%%

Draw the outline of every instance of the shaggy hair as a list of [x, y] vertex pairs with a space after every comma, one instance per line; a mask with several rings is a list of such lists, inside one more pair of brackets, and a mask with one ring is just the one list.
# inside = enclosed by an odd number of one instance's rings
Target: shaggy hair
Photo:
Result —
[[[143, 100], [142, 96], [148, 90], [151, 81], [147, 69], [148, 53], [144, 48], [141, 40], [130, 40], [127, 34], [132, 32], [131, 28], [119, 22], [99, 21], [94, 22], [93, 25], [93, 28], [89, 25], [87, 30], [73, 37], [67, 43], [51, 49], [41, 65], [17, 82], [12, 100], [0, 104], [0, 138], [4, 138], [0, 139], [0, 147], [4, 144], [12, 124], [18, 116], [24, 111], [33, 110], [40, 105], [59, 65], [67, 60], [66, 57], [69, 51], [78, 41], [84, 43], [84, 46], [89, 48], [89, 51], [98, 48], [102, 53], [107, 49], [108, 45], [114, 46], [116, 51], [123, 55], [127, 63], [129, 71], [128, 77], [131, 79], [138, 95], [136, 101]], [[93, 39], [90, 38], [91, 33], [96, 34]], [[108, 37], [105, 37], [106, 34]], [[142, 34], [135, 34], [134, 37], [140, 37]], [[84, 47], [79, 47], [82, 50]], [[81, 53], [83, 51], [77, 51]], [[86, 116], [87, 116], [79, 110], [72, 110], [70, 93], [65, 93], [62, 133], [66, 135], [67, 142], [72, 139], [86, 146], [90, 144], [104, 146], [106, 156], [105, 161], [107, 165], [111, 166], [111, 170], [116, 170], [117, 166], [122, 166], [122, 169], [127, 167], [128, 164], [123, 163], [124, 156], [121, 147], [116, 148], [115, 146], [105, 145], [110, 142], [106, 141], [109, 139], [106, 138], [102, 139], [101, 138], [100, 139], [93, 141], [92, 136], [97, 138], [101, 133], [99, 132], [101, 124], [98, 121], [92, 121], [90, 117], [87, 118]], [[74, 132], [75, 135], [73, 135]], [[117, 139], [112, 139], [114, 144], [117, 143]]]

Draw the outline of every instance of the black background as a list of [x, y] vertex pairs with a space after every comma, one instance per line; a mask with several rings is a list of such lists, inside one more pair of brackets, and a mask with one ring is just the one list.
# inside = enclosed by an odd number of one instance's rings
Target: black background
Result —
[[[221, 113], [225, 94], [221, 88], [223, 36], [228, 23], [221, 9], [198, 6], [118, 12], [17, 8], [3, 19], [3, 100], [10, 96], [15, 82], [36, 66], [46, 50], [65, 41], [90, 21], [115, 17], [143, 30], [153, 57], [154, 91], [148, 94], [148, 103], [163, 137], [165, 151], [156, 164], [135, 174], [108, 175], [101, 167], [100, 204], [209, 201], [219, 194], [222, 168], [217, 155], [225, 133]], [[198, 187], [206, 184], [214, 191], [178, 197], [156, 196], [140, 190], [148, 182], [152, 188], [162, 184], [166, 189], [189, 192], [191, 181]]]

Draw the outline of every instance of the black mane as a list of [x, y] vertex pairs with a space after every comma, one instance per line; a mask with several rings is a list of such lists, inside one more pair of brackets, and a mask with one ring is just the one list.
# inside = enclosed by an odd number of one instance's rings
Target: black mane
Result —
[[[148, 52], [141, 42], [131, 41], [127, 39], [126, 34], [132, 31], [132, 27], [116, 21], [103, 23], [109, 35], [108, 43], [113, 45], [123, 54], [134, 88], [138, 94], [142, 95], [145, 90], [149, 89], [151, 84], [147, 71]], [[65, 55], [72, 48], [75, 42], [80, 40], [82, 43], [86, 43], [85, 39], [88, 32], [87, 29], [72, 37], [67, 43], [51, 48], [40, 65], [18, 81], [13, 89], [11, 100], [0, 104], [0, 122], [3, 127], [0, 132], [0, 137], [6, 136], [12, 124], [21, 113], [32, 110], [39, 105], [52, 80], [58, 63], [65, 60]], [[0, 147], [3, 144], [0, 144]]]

%%

Please copy the records word for word from their start up to and including the line that contains "144], [117, 143]]]".

Draw the outline of every instance of the shaggy hair as a list of [x, y] vertex pairs with a space after every comma, one instance per line; a mask with several rings is a list of such lists, inside one more pair of brackets, and a mask with one ring is just the one list.
# inside = enclosed by an odd number of one instance's rings
Target: shaggy hair
Photo:
Result —
[[[143, 100], [142, 96], [148, 90], [151, 81], [147, 69], [148, 53], [144, 48], [141, 40], [130, 40], [127, 34], [132, 32], [131, 28], [119, 22], [99, 21], [94, 22], [93, 25], [93, 28], [89, 25], [87, 30], [73, 37], [67, 43], [51, 49], [41, 65], [17, 82], [12, 100], [0, 104], [0, 138], [4, 138], [0, 139], [0, 147], [4, 144], [12, 124], [18, 116], [24, 111], [33, 110], [40, 105], [59, 65], [67, 60], [66, 57], [69, 51], [78, 41], [84, 43], [84, 46], [89, 48], [89, 51], [98, 48], [102, 53], [107, 49], [108, 45], [114, 46], [116, 51], [123, 55], [127, 63], [129, 71], [128, 77], [131, 79], [138, 95], [136, 101]], [[93, 39], [90, 38], [91, 33], [96, 34]], [[108, 37], [105, 37], [106, 34]], [[142, 34], [135, 34], [134, 37], [140, 37]], [[84, 47], [79, 47], [82, 50]], [[81, 53], [83, 51], [77, 51]], [[86, 116], [87, 116], [79, 110], [72, 110], [70, 93], [65, 93], [62, 133], [66, 135], [67, 142], [72, 139], [86, 146], [90, 144], [104, 146], [106, 156], [105, 161], [107, 165], [111, 166], [111, 170], [116, 170], [117, 166], [122, 166], [122, 169], [127, 167], [128, 164], [123, 163], [124, 156], [121, 147], [116, 148], [115, 146], [105, 145], [110, 142], [106, 141], [109, 139], [106, 138], [102, 139], [101, 138], [100, 139], [93, 141], [92, 136], [97, 138], [101, 133], [99, 132], [101, 124], [98, 121], [92, 121], [90, 117], [87, 118]], [[74, 132], [75, 135], [73, 135]], [[117, 139], [112, 139], [114, 144], [117, 143]]]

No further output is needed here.